How to complete this task = Without copying any picture, transcribe exactly the lines of the data below from the one containing "Target: knife blade" through the one containing "Target: barred tail".

Information =
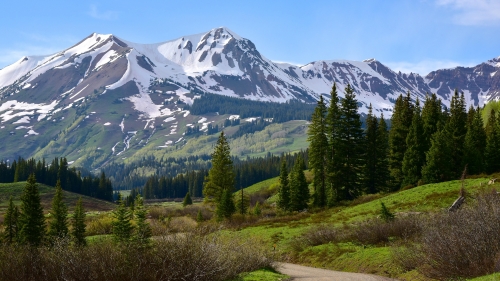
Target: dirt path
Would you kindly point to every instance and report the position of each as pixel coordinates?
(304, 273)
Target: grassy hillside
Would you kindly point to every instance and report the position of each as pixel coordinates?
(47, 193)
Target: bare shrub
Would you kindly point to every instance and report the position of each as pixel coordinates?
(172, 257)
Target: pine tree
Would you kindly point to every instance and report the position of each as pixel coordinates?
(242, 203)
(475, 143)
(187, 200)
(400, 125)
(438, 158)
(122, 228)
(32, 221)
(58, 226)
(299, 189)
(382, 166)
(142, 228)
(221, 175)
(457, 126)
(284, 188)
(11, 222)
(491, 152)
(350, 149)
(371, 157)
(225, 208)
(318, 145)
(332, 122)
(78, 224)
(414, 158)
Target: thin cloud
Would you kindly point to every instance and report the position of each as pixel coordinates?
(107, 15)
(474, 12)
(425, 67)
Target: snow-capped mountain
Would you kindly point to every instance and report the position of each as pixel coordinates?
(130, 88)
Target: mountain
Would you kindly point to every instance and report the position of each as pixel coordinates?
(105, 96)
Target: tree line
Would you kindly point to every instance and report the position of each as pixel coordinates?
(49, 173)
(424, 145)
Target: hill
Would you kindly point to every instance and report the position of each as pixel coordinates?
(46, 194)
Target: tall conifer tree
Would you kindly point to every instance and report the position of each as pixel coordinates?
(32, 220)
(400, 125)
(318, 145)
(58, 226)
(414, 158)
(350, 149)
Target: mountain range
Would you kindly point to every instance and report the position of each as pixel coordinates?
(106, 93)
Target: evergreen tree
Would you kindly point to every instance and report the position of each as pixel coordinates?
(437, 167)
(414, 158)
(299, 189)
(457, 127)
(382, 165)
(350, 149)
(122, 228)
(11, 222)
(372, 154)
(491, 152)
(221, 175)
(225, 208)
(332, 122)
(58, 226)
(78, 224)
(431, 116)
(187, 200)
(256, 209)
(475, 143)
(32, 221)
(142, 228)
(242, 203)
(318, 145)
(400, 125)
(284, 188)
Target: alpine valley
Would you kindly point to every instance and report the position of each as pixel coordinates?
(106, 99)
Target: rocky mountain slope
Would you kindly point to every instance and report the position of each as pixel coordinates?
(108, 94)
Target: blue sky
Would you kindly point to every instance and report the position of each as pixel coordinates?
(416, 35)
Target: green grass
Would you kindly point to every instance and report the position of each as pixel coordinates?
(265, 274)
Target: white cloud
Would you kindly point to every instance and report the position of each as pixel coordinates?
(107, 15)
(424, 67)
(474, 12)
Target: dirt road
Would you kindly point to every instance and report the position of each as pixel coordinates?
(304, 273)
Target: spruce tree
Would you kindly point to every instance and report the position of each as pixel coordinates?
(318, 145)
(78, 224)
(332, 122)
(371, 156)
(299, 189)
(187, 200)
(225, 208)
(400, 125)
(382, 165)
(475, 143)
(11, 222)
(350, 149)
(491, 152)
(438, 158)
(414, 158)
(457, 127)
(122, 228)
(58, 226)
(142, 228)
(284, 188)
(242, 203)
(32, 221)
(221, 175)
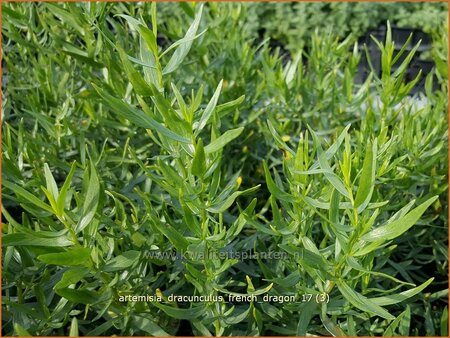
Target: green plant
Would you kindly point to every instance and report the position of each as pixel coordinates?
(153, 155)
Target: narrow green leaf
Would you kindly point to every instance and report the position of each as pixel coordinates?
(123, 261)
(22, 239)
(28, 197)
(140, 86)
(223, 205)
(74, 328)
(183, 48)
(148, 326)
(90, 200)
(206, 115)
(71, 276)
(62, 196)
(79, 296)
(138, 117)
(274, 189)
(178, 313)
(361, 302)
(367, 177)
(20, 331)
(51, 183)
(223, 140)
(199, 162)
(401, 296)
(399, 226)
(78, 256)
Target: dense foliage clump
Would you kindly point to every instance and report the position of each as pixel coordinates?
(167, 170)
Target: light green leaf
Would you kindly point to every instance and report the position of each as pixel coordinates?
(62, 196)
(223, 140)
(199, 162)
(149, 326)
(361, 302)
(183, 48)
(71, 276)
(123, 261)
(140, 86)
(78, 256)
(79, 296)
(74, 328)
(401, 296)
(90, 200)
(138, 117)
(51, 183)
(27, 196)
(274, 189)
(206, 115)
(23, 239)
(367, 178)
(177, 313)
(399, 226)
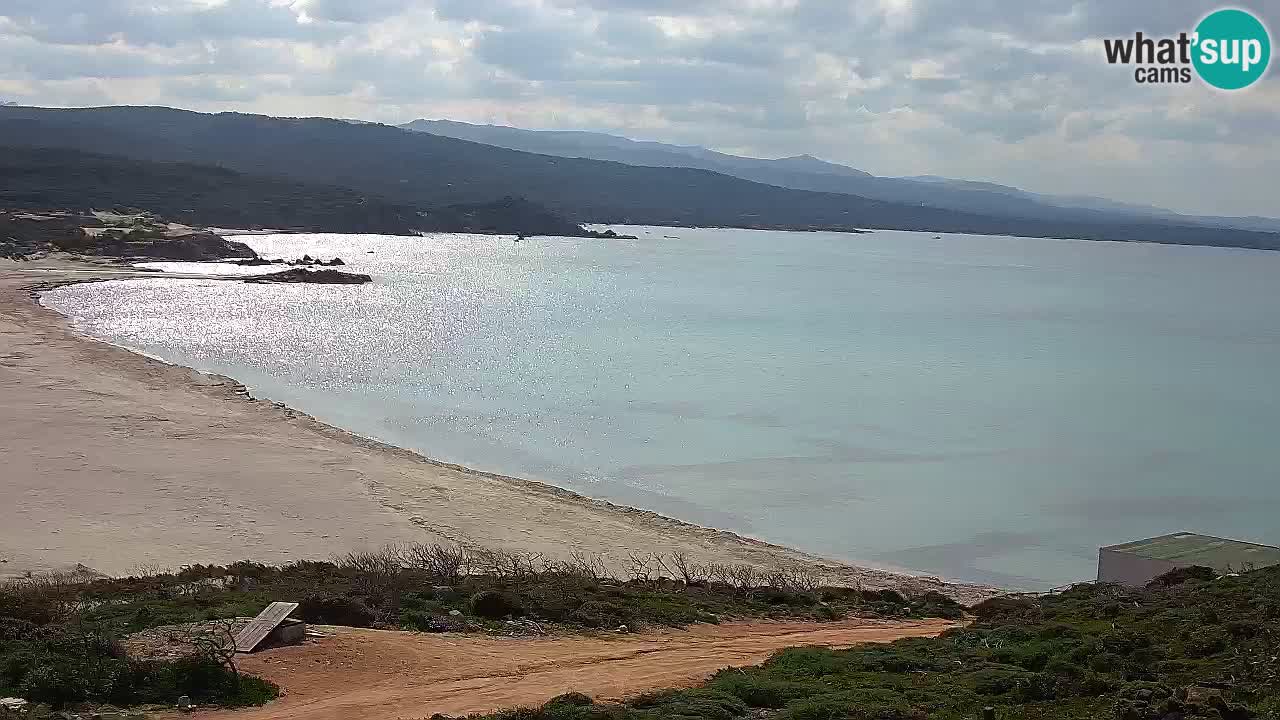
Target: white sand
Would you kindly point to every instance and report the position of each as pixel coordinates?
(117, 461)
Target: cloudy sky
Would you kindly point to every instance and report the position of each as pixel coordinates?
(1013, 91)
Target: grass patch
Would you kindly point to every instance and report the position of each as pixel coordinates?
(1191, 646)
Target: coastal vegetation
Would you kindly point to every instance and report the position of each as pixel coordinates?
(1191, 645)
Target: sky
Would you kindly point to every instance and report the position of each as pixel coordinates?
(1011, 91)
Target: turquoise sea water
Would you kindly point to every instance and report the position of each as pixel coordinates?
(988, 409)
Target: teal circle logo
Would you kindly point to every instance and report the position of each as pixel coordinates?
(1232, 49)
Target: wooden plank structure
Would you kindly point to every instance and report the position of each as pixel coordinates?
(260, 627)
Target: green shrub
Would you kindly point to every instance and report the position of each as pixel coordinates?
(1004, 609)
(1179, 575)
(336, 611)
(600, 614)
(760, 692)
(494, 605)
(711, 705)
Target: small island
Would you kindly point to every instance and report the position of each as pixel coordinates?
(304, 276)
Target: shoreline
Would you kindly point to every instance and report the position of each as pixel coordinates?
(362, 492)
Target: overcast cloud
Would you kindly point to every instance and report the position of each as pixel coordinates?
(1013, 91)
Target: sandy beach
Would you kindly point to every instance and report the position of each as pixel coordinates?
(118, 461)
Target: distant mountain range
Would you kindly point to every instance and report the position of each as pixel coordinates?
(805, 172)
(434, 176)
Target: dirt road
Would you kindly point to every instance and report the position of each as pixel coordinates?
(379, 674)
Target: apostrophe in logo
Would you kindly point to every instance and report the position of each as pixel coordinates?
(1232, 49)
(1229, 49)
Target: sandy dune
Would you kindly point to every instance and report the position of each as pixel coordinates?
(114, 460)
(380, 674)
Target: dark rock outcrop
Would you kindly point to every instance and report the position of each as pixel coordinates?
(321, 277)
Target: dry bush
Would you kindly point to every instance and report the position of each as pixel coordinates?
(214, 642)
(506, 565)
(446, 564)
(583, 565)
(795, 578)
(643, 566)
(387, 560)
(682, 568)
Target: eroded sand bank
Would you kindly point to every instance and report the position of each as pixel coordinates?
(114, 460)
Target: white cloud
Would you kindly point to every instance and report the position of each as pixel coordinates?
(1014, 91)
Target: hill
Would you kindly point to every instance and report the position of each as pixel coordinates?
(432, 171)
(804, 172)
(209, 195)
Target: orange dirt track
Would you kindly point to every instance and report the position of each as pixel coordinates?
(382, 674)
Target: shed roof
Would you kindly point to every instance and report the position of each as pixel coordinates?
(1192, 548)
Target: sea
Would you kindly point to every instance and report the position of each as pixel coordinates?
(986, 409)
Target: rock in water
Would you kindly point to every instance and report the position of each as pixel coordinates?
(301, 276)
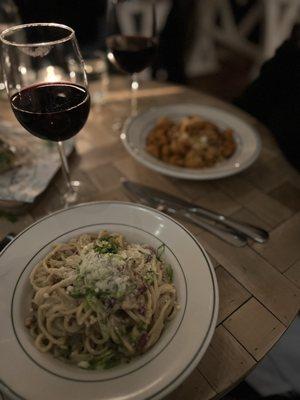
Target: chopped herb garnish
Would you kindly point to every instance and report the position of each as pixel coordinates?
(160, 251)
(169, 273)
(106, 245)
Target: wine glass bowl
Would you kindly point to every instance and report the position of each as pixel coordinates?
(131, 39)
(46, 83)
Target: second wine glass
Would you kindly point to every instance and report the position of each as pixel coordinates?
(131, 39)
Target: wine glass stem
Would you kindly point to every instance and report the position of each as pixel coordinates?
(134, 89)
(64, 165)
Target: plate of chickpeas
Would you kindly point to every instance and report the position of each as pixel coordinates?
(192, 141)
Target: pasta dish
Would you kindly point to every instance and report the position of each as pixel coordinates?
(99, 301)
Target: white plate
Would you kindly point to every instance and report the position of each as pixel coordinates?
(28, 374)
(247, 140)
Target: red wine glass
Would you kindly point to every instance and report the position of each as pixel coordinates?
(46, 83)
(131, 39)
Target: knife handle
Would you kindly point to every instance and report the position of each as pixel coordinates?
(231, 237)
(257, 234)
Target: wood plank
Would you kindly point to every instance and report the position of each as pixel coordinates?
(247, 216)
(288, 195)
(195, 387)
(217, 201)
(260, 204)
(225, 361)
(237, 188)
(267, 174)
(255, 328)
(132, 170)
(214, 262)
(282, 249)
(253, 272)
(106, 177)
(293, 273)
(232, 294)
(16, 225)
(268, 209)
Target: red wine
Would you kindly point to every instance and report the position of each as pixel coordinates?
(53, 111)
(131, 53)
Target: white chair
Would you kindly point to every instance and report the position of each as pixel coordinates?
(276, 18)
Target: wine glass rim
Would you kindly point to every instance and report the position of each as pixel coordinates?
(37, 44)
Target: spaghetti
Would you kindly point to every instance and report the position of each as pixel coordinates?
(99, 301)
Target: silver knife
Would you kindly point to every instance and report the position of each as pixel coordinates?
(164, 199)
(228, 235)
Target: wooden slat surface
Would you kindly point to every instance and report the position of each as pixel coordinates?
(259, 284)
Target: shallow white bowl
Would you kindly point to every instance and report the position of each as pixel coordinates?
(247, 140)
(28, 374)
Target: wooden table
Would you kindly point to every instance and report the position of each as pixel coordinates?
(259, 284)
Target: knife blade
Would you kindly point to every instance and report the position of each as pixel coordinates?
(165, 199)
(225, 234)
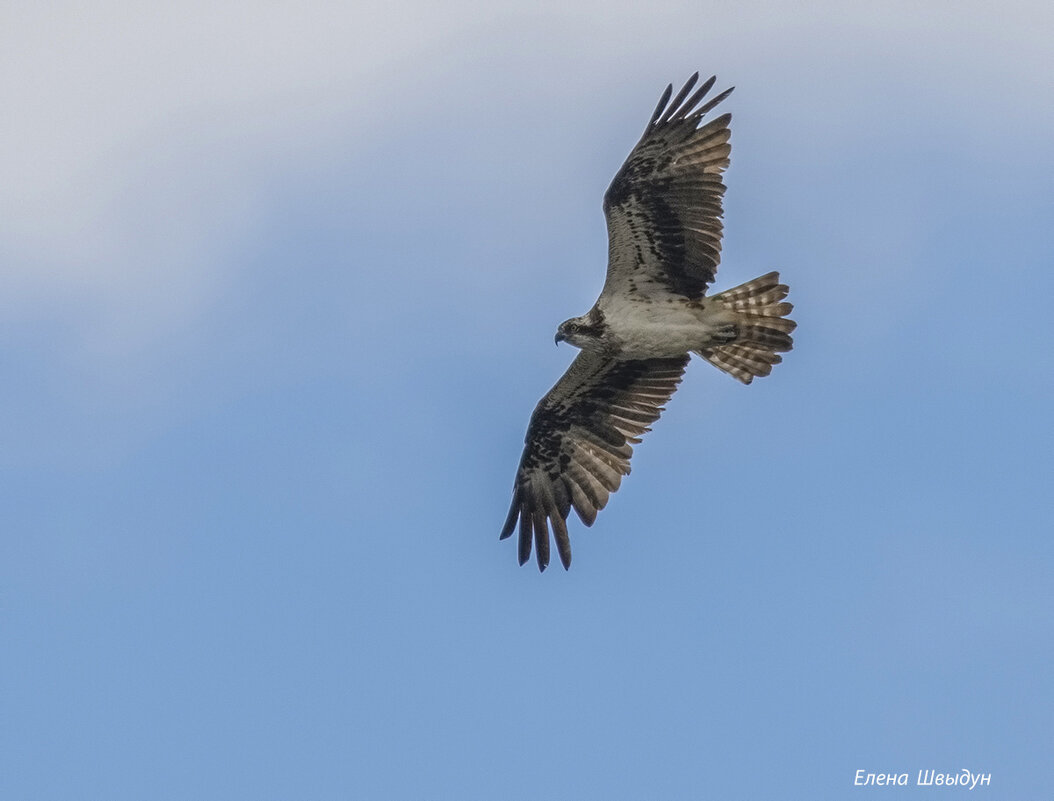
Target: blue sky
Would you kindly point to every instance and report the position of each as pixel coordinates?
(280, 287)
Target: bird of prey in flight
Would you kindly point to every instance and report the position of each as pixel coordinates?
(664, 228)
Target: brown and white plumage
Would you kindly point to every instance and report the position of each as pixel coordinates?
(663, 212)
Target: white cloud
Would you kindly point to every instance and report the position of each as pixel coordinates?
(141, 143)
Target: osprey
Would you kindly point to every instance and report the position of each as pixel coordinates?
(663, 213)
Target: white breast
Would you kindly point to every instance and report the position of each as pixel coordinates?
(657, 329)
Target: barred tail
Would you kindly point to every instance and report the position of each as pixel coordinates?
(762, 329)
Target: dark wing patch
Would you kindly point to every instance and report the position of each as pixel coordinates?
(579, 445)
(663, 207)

Answer to this task =
Target: knife blade
Would you kindly point to every instance and report the position of each as pixel coordinates?
(165, 199)
(225, 234)
Target: blue sky
Would you kindly point to every instance and report the position of each as pixel coordinates?
(280, 287)
Target: bird of prey in flight
Would you kindly point to every instance and report the position of each as pixel coordinates?
(664, 228)
Target: brown and white plumage
Would you kindly point to every instance and report the position of each as pixel coordinates?
(663, 212)
Target: white cloud
Would you kindly point to every instance and report the position of each as pixel coordinates?
(141, 143)
Target: osprey
Would you kindly point to every instance and report the position of each as pixel coordinates?
(663, 213)
Target: white breast
Would you kindly point to every instance and report the position of each as pixel coordinates?
(657, 329)
Target: barred tail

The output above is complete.